■ STATED TASK ■
Reproduce every line of the material below, but drop the pictures.

-------------------------

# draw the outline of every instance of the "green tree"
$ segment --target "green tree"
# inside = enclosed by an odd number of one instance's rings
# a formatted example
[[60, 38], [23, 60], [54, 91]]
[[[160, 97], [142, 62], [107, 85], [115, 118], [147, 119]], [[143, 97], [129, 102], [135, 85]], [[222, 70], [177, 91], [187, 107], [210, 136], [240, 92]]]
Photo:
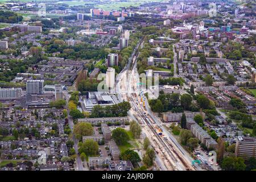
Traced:
[[68, 156], [63, 156], [63, 157], [61, 158], [61, 162], [62, 162], [63, 163], [64, 163], [64, 162], [69, 162], [69, 161], [70, 160], [70, 158], [68, 157]]
[[142, 130], [141, 126], [135, 121], [133, 121], [130, 123], [130, 131], [134, 138], [139, 138], [141, 136]]
[[194, 117], [194, 120], [197, 124], [204, 123], [203, 117], [200, 114], [196, 114]]
[[209, 109], [210, 104], [210, 100], [204, 95], [200, 95], [197, 97], [196, 101], [199, 105], [200, 107], [203, 109]]
[[207, 75], [205, 79], [205, 84], [210, 86], [213, 83], [213, 80], [210, 75]]
[[186, 128], [187, 125], [187, 118], [185, 113], [182, 113], [181, 119], [180, 120], [180, 126], [182, 129]]
[[189, 147], [191, 150], [193, 150], [198, 146], [198, 139], [196, 138], [191, 138], [187, 142], [187, 145]]
[[233, 76], [232, 75], [229, 75], [226, 77], [226, 81], [227, 81], [229, 85], [234, 85], [234, 84], [236, 83], [236, 81], [237, 81], [237, 80], [236, 79], [234, 76]]
[[179, 139], [180, 143], [181, 143], [183, 145], [186, 146], [188, 140], [192, 137], [193, 135], [189, 130], [181, 130], [181, 131], [180, 131]]
[[211, 132], [210, 135], [214, 139], [217, 139], [218, 138], [218, 135], [217, 135], [217, 134], [214, 131]]
[[236, 143], [233, 143], [228, 146], [226, 151], [230, 153], [234, 153], [236, 152]]
[[229, 101], [229, 104], [237, 109], [242, 109], [245, 106], [245, 104], [240, 98], [233, 98]]
[[84, 152], [82, 152], [82, 154], [81, 154], [80, 157], [81, 159], [84, 161], [86, 159], [86, 155], [85, 155], [85, 154], [84, 154]]
[[138, 163], [141, 161], [139, 155], [135, 151], [128, 149], [122, 152], [120, 158], [123, 160], [130, 160], [134, 167], [138, 166]]
[[221, 167], [224, 171], [245, 171], [246, 167], [243, 158], [234, 156], [224, 158]]
[[191, 95], [188, 94], [183, 94], [180, 97], [180, 104], [183, 107], [184, 110], [188, 110], [191, 105], [192, 98]]
[[81, 111], [79, 110], [76, 109], [72, 110], [69, 112], [69, 115], [72, 117], [72, 118], [73, 119], [84, 118], [84, 114], [82, 114], [82, 113], [81, 113]]
[[143, 162], [147, 167], [153, 166], [154, 161], [155, 159], [155, 154], [154, 149], [148, 148], [147, 149], [146, 155], [143, 157]]
[[121, 127], [118, 127], [112, 131], [112, 138], [118, 145], [125, 144], [129, 140], [129, 136], [126, 131]]
[[256, 158], [251, 157], [245, 162], [246, 164], [246, 170], [251, 171], [256, 169]]
[[163, 111], [164, 106], [163, 105], [163, 104], [162, 103], [160, 100], [156, 100], [156, 102], [154, 106], [154, 110], [158, 113], [159, 115], [160, 115], [160, 113]]
[[148, 148], [150, 145], [150, 142], [148, 138], [147, 138], [147, 137], [146, 137], [143, 140], [143, 149], [147, 150], [147, 148]]
[[88, 156], [96, 155], [98, 150], [98, 143], [93, 139], [86, 140], [83, 143], [79, 143], [79, 152], [80, 154], [84, 152]]
[[93, 127], [90, 123], [79, 122], [75, 125], [73, 133], [77, 139], [81, 140], [82, 136], [93, 135]]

-------------------------

■ TASK RESPONSE ■
# draw the outline of every instance of the "green tree"
$ segment --target "green tree"
# inside = enclosed by an odd number of one instance's rings
# a formatted example
[[60, 38], [23, 60], [54, 91]]
[[[160, 97], [142, 62], [107, 85], [115, 118], [147, 119]], [[143, 97], [129, 102], [135, 85]], [[222, 70], [177, 91], [187, 107], [210, 136], [240, 92]]]
Photo:
Traced:
[[68, 156], [63, 156], [63, 157], [61, 158], [61, 162], [62, 162], [63, 163], [64, 163], [64, 162], [69, 162], [69, 161], [70, 160], [70, 158], [68, 157]]
[[142, 130], [141, 126], [135, 121], [133, 121], [130, 123], [130, 131], [134, 138], [139, 138], [141, 136]]
[[194, 117], [194, 120], [197, 124], [204, 123], [203, 117], [200, 114], [196, 114]]
[[209, 109], [210, 104], [210, 100], [204, 95], [200, 95], [197, 97], [196, 101], [199, 105], [200, 107], [203, 109]]
[[207, 75], [205, 79], [205, 84], [210, 86], [213, 83], [213, 80], [210, 75]]
[[186, 128], [187, 125], [187, 118], [185, 113], [182, 113], [181, 119], [180, 120], [180, 126], [182, 129]]
[[189, 147], [191, 150], [193, 150], [198, 146], [198, 139], [196, 138], [191, 138], [187, 142], [187, 145]]
[[233, 76], [232, 75], [229, 75], [226, 77], [226, 81], [227, 81], [229, 85], [234, 85], [234, 84], [236, 83], [236, 81], [237, 81], [237, 80], [236, 79], [234, 76]]
[[179, 139], [180, 143], [181, 143], [183, 145], [186, 146], [188, 140], [192, 137], [193, 135], [189, 130], [181, 130], [181, 131], [180, 131]]
[[211, 132], [210, 135], [214, 139], [217, 139], [218, 138], [218, 135], [217, 135], [217, 134], [214, 131]]
[[236, 143], [233, 143], [228, 146], [226, 151], [230, 153], [234, 153], [236, 152]]
[[229, 101], [229, 104], [237, 109], [242, 109], [245, 106], [245, 104], [240, 98], [233, 98]]
[[84, 152], [82, 152], [82, 154], [81, 154], [80, 157], [81, 159], [84, 161], [86, 159], [86, 155], [85, 155], [85, 154], [84, 154]]
[[138, 163], [141, 161], [139, 155], [135, 151], [128, 149], [122, 152], [120, 158], [123, 160], [130, 160], [134, 167], [138, 166]]
[[221, 167], [224, 171], [245, 171], [246, 167], [243, 158], [234, 156], [224, 158]]
[[191, 95], [188, 94], [183, 94], [180, 97], [180, 104], [183, 107], [184, 110], [188, 110], [191, 105], [192, 98]]
[[81, 111], [79, 110], [76, 109], [72, 110], [69, 112], [69, 115], [72, 117], [72, 118], [73, 119], [84, 118], [84, 114], [82, 114], [82, 113], [81, 113]]
[[143, 162], [147, 167], [153, 166], [154, 161], [155, 159], [155, 154], [154, 149], [148, 148], [147, 149], [146, 155], [143, 157]]
[[121, 127], [118, 127], [112, 131], [112, 138], [118, 145], [125, 144], [129, 140], [129, 136], [126, 131]]
[[256, 158], [251, 157], [245, 162], [246, 164], [246, 170], [251, 171], [256, 169]]
[[163, 111], [164, 106], [163, 105], [163, 104], [162, 103], [160, 100], [156, 100], [156, 102], [154, 106], [154, 110], [158, 113], [159, 115], [160, 115], [160, 113]]
[[148, 148], [150, 145], [150, 142], [148, 138], [147, 138], [147, 137], [146, 137], [143, 140], [143, 149], [147, 150], [147, 148]]
[[88, 156], [96, 155], [98, 150], [98, 143], [93, 139], [86, 140], [83, 143], [79, 143], [79, 152], [80, 154], [84, 152]]
[[93, 127], [90, 123], [79, 122], [75, 125], [73, 133], [77, 139], [81, 140], [82, 136], [93, 135]]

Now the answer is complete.